Concernant les collectivités territoriales, l'article proposé tend en premier lieu à sécuriser leur action à l'international. Comme vous le savez, le cadre juridique actuel présente des insuffisances. L'article a fait l'objet d'une large concertation et repose sur un consensus avec les élus, dans l'objectif partagé de ne plus permettre que des associations diverses et variées gagnent en justice, sous réserve du respect des autres conditions légales. L'intérêt à agir des collectivités territoriales doit être affirmé. En second lieu, il s'agit de prendre acte du fait que les collectivités territoriales peuvent poursuivre des finalités différentes, comme l'État français, selon le pays concerné. L'article introduit pour cette raison la notion d'action extérieure des collectivités territoriales, qui va au-delà de celle de coopération décentralisée.
La question de l'équilibre entre bilatéral et multilatéral n'est pas absente. Pour la première, en 2014, une stratégie de notre politique d'aide va être élaborée, qui guidera nos choix d'intervention multilatéraux. L'idée est de pouvoir progresser dans la cohérence de notre politique multilatérale qui est aujourd'hui la sédimentation de choix divers et variés. Il ne s'agit pas de dévaloriser le multilatéral, mais au contraire de renforcer sa place dans un ensemble cohérent.
J'en termine par la responsabilité sociale et environnementale. Le texte contient un article qui permet d'engager une discussion sur le sujet et des amendements ont déjà été adoptés par la commission des affaires économiques pour avis et une proposition de loi a été déposée qui pourrait être convertie en amendements, car la loi d'orientation et de programmation constitue un véhicule législatif. Certes, l'article est en l'état actuel minimal, mais permet d'avoir cette discussion.
Je souhaite rassurer le ministre sur un point : s'il savait que le projet de loi était attendu, il ne s'imaginait pas forcément l'intérêt et la participation qu'il entrainerait chez les associations non gouvernementales, auditionnées ou qui ont produit une contribution car toutes ne peuvent être auditionnées. Les collectivités territoriales ont également pris à bras le corps l'article relatif à la coopération décentralisée, dans une approche positive, tout en préservant la libre administration. On avance vers quelque chose de compatible qui va dans le bon sens.
Les rapports parlementaires antérieurs émettaient des critiques sur les choix effectués entre bilatéralisme et multilatéralisme et ils trouvent une réponse dans le souci de parvenir à une mise en cohérence qui, je l'espère, produira une plus grande efficacité.
Le problème avec une loi d'orientation et de programmation est toujours le même. La sacro-sainte annualité budgétaire s'impose. Certains regrettent qu'il n'y ait pas d'engagements par rapport au PIB. D'autres considèrent qu'il ne servirait à rien de les faire figurer dans la loi car ils ne sont jamais respectés. Je crois que la formulation du texte est satisfaisante, sous réserve qu'elle ne soit pas seulement déclaratoire.

-=-=-=-=-

Actions à réaliser –
**a)** D'après l'extrait, quelle notion l'article introduit-il pour les collectivités territoriales, au-delà de celle de coopération décentralisée ?
**b)** Reprenez mot pour mot l'extrait, depuis « Je souhaite rassurer » jusqu'à « le bon sens. ».

Entrées de données enregistrées

-=-=-=-=-

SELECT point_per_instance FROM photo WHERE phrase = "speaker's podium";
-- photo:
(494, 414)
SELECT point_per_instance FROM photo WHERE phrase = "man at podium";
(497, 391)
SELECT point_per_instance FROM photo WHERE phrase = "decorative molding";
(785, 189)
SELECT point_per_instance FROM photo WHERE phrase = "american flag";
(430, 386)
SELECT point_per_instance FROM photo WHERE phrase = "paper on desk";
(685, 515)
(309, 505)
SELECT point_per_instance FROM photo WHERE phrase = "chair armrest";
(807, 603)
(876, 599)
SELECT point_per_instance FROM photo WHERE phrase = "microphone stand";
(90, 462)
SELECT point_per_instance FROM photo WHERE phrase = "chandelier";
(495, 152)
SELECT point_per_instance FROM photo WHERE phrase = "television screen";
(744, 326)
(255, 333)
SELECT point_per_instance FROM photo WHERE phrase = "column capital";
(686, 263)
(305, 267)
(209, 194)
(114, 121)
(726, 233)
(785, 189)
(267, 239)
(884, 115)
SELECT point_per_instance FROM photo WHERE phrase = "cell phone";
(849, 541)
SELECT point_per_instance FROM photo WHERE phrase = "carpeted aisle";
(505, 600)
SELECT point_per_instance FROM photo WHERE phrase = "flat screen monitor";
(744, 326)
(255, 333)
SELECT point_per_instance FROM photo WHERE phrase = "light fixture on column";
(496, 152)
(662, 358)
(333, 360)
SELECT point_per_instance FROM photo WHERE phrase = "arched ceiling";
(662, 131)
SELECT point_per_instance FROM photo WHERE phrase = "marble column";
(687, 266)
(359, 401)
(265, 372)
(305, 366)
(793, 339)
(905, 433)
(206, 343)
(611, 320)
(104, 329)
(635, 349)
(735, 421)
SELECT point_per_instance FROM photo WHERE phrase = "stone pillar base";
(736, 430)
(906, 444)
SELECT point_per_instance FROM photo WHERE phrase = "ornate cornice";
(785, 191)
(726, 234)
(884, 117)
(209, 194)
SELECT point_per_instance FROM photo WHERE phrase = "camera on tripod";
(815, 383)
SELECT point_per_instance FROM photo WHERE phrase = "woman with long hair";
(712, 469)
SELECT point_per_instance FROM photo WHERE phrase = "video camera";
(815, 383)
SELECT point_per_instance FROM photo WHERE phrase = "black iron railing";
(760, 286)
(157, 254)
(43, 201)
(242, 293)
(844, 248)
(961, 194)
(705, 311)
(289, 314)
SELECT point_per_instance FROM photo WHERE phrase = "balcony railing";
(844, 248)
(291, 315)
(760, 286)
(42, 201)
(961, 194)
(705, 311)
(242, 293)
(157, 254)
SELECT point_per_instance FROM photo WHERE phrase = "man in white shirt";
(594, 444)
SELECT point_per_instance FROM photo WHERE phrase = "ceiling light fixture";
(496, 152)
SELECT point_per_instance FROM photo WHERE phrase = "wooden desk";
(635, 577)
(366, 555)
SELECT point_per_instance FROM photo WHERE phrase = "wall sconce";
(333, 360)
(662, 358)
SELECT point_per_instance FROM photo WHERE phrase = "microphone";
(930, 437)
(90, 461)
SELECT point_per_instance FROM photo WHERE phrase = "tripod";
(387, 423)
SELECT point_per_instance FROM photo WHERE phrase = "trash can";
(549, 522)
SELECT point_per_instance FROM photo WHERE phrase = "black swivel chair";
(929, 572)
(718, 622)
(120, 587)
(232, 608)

-=-=-=-=-

Solutions détaillées –
**a)** La notion d'action extérieure des collectivités territoriales.

**b)**
Je souhaite rassurer le ministre sur un point : s'il savait que le projet de loi était attendu, il ne s'imaginait pas forcément l'intérêt et la participation qu'il entrainerait chez les associations non gouvernementales, auditionnées ou qui ont produit une contribution car toutes ne peuvent être auditionnées. Les collectivités territoriales ont également pris à bras le corps l'article relatif à la coopération décentralisée, dans une approche positive, tout en préservant la libre administration. On avance vers quelque chose de compatible qui va dans le bon sens.